Excerpted records ::
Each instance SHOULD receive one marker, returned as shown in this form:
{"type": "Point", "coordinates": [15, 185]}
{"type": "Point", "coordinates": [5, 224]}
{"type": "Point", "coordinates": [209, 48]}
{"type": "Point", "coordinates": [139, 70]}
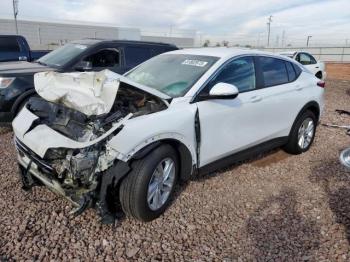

Short problem :: Write out all of the material above again, character for character, but leave out the picture.

Completed task ::
Each instance SHOULD receive one marker, returned as shown in this form:
{"type": "Point", "coordinates": [15, 185]}
{"type": "Point", "coordinates": [5, 224]}
{"type": "Point", "coordinates": [209, 48]}
{"type": "Point", "coordinates": [139, 70]}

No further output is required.